| GIVEN RECORDS |
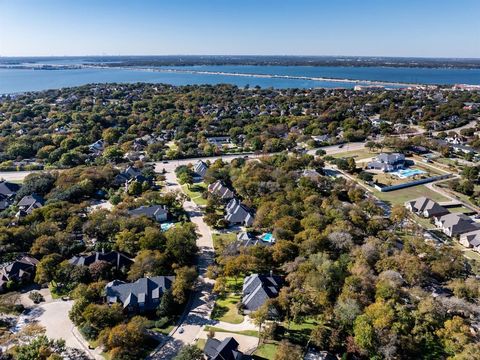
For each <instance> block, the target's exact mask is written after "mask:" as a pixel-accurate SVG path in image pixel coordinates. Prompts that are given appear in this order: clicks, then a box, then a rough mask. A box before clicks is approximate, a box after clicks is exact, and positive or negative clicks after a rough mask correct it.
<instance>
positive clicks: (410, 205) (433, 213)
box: [405, 196, 449, 218]
mask: <svg viewBox="0 0 480 360" xmlns="http://www.w3.org/2000/svg"><path fill="white" fill-rule="evenodd" d="M405 207H406V208H407V209H408V210H409V211H411V212H413V213H415V214H417V215H419V216H423V217H425V218H431V217H434V216H435V217H440V216H443V215H447V214H448V213H449V211H448V210H447V209H446V208H444V207H443V206H441V205H439V204H438V203H436V202H435V201H433V200H431V199H429V198H427V197H425V196H422V197H419V198H418V199H415V200H411V201H407V202H406V203H405Z"/></svg>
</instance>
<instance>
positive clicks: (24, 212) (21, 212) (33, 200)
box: [17, 194, 45, 217]
mask: <svg viewBox="0 0 480 360" xmlns="http://www.w3.org/2000/svg"><path fill="white" fill-rule="evenodd" d="M43 204H45V200H44V199H43V197H41V196H40V195H37V194H32V195H27V196H24V197H23V198H22V199H21V200H20V201H19V202H18V203H17V206H18V213H17V217H21V216H25V215H28V214H31V213H32V211H33V210H35V209H38V208H41V207H42V206H43Z"/></svg>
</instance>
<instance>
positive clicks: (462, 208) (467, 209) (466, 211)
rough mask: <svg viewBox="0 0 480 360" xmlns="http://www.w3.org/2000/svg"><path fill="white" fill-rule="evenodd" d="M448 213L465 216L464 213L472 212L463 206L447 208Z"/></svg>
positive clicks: (471, 211) (464, 206) (470, 210)
mask: <svg viewBox="0 0 480 360" xmlns="http://www.w3.org/2000/svg"><path fill="white" fill-rule="evenodd" d="M448 211H450V212H452V213H453V212H455V213H464V214H466V213H471V212H472V210H470V209H467V208H466V207H465V206H454V207H449V208H448Z"/></svg>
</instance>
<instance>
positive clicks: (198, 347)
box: [195, 339, 207, 351]
mask: <svg viewBox="0 0 480 360" xmlns="http://www.w3.org/2000/svg"><path fill="white" fill-rule="evenodd" d="M206 343H207V340H205V339H198V340H197V343H196V344H195V345H197V347H198V348H199V349H200V350H202V351H203V349H205V344H206Z"/></svg>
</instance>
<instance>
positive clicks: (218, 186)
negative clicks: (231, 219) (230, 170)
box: [208, 180, 235, 200]
mask: <svg viewBox="0 0 480 360" xmlns="http://www.w3.org/2000/svg"><path fill="white" fill-rule="evenodd" d="M208 192H209V193H211V194H213V195H215V196H218V197H219V198H220V199H222V200H231V199H233V197H234V196H235V194H234V193H233V191H232V190H230V189H229V188H228V187H227V186H225V184H224V183H223V182H222V181H220V180H217V181H215V182H214V183H212V184H210V185H208Z"/></svg>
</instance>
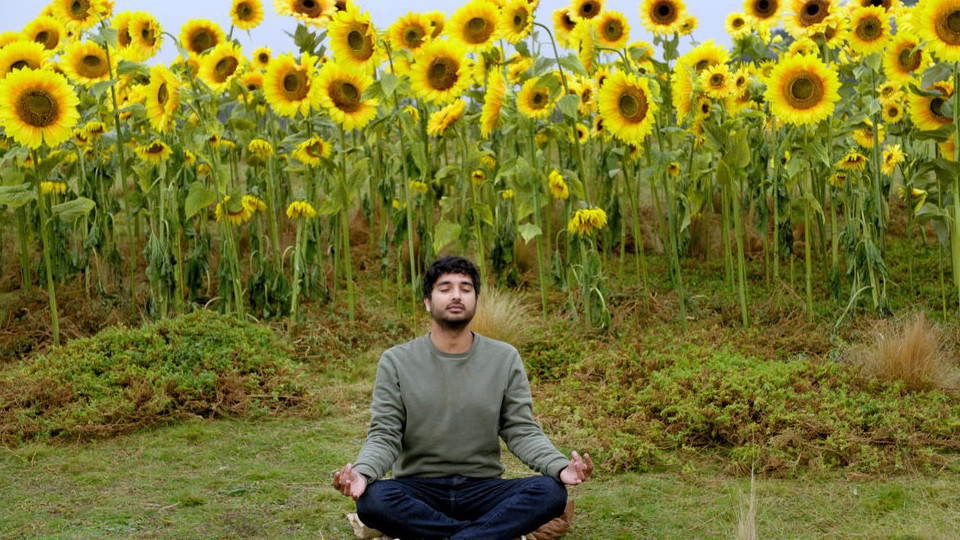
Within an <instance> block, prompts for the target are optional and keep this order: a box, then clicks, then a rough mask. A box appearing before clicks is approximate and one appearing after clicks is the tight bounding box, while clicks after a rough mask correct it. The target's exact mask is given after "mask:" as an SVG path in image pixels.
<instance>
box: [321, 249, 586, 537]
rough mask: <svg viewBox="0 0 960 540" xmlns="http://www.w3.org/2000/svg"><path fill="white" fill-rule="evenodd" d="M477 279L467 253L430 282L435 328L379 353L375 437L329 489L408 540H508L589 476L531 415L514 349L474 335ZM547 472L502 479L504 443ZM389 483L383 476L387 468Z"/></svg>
mask: <svg viewBox="0 0 960 540" xmlns="http://www.w3.org/2000/svg"><path fill="white" fill-rule="evenodd" d="M479 294H480V274H479V272H478V271H477V268H476V266H474V265H473V263H471V262H470V261H468V260H467V259H464V258H462V257H443V258H440V259H438V260H436V261H435V262H434V263H433V264H432V265H431V266H430V268H429V269H428V270H427V272H426V274H425V275H424V278H423V303H424V306H426V308H427V311H428V312H430V315H431V316H432V317H433V326H432V329H431V331H430V333H429V334H427V335H425V336H421V337H419V338H417V339H414V340H413V341H410V342H407V343H404V344H402V345H398V346H396V347H393V348H391V349H389V350H387V351H386V352H384V353H383V356H381V358H380V363H379V365H378V366H377V379H376V383H375V384H374V389H373V404H372V405H371V407H370V412H371V419H370V428H369V430H368V432H367V440H366V442H364V444H363V448H362V449H361V450H360V455H359V456H358V457H357V460H356V462H355V463H353V464H350V463H347V464H346V465H345V466H344V467H343V469H341V470H340V472H338V473H336V474H335V475H334V479H333V485H334V487H335V488H337V489H339V490H340V492H341V493H343V494H344V495H347V496H350V497H353V499H354V500H356V501H357V514H358V515H359V517H360V520H361V521H363V522H364V524H366V525H367V526H369V527H373V528H375V529H378V530H380V531H381V532H382V533H384V534H386V535H389V536H393V537H395V538H401V539H402V540H414V539H421V538H424V539H434V538H438V539H439V538H450V539H456V540H464V539H468V538H474V539H483V540H497V539H503V540H509V539H512V538H517V537H519V536H521V535H524V534H528V533H530V532H532V531H534V530H535V529H537V527H539V526H540V525H542V524H544V523H546V522H548V521H550V520H551V519H553V518H556V517H558V516H560V515H561V514H562V513H563V510H564V506H565V505H566V500H567V490H566V487H565V485H564V484H567V485H576V484H579V483H581V482H583V481H584V480H586V479H587V478H589V477H590V474H591V473H592V472H593V462H592V461H591V459H590V455H589V454H584V455H583V457H582V458H581V457H580V455H579V454H577V453H576V452H574V453H573V458H572V459H567V458H566V456H564V455H563V454H561V453H560V452H558V451H557V450H556V448H554V446H553V445H552V444H551V443H550V441H549V440H548V439H547V437H546V436H545V435H544V434H543V431H542V430H541V429H540V426H538V425H537V424H536V423H535V422H534V421H533V417H532V406H533V400H532V398H531V396H530V386H529V383H528V382H527V376H526V373H525V372H524V369H523V363H522V362H521V361H520V355H519V353H517V350H516V349H515V348H513V347H512V346H510V345H508V344H506V343H503V342H501V341H496V340H493V339H490V338H487V337H484V336H481V335H480V334H476V333H474V332H473V331H471V330H470V321H471V319H473V316H474V314H475V313H476V309H477V297H478V296H479ZM499 438H503V440H504V441H505V442H506V443H507V447H508V448H509V449H510V451H511V452H513V453H514V454H515V455H516V456H517V457H518V458H520V460H521V461H523V462H524V463H525V464H526V465H527V466H529V467H530V468H532V469H534V470H536V471H538V472H540V473H541V474H542V476H532V477H529V478H517V479H509V480H507V479H502V478H500V476H501V475H502V474H503V471H504V468H503V465H502V464H501V463H500V441H499ZM391 468H392V469H393V472H394V477H395V478H394V479H393V480H381V478H383V477H384V476H385V475H386V474H387V472H388V471H389V470H390V469H391Z"/></svg>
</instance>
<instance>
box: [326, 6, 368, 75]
mask: <svg viewBox="0 0 960 540" xmlns="http://www.w3.org/2000/svg"><path fill="white" fill-rule="evenodd" d="M327 35H329V36H330V48H331V49H333V57H334V59H335V60H336V61H337V62H338V63H339V64H341V65H342V66H344V67H346V68H349V69H351V70H366V71H373V68H374V67H376V64H377V63H378V61H379V54H378V47H377V29H376V28H374V27H373V25H372V24H371V23H370V14H369V13H367V12H363V13H360V10H359V9H358V8H350V9H347V10H344V11H338V12H337V14H336V15H334V16H333V20H332V21H330V24H329V25H327Z"/></svg>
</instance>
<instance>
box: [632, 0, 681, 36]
mask: <svg viewBox="0 0 960 540" xmlns="http://www.w3.org/2000/svg"><path fill="white" fill-rule="evenodd" d="M686 18H687V6H686V5H685V4H684V3H683V1H682V0H643V2H641V3H640V22H641V24H643V26H644V28H646V29H647V30H649V31H650V32H652V33H654V34H656V35H671V34H675V33H678V32H680V26H681V25H682V24H683V23H684V21H685V20H686Z"/></svg>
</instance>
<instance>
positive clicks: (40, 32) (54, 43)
mask: <svg viewBox="0 0 960 540" xmlns="http://www.w3.org/2000/svg"><path fill="white" fill-rule="evenodd" d="M66 34H67V31H66V28H64V27H63V24H62V23H61V22H60V21H58V20H57V19H55V18H53V17H51V16H49V15H41V16H39V17H37V18H36V19H34V20H32V21H30V22H28V23H27V25H26V26H24V27H23V36H24V37H25V38H26V39H27V40H29V41H36V42H37V43H39V44H41V45H43V48H44V49H46V50H48V51H54V50H56V49H57V47H58V46H59V45H60V42H61V41H62V40H63V38H64V37H65V36H66Z"/></svg>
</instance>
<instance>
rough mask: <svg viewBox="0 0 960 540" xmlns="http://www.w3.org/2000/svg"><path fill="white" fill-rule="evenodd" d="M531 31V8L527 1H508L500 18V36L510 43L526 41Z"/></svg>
mask: <svg viewBox="0 0 960 540" xmlns="http://www.w3.org/2000/svg"><path fill="white" fill-rule="evenodd" d="M532 30H533V7H532V6H531V5H530V3H529V2H527V0H510V1H509V2H507V5H505V6H504V7H503V15H502V16H501V17H500V35H501V36H503V38H504V39H506V40H507V41H509V42H510V43H517V42H519V41H522V40H524V39H526V38H527V37H528V36H529V35H530V32H531V31H532Z"/></svg>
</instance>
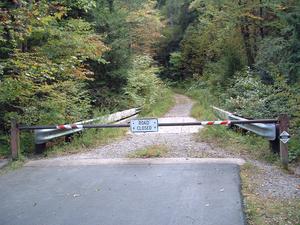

| WHAT THE TASK ASKS |
Swap "rough mask" for "coarse mask" in everything from the first line down through the line that contains "box: [405, 196, 449, 218]", leaving all else unchanged. Give only those lines, without the pictures.

| SOLUTION FOR THIS EXERCISE |
For each <instance> block, the target's exact mask is written after "mask:" as a pixel-accurate SVG path in image pixel coordinates. Prompts that are given appear in this order: clicks, then a box, then a coarse mask. A box before clicks is approximate, a box after clicks is exact, and positive or negative clicks after a coarse mask correct it.
<instance>
positive clicks: (410, 205) (433, 213)
box: [405, 196, 449, 218]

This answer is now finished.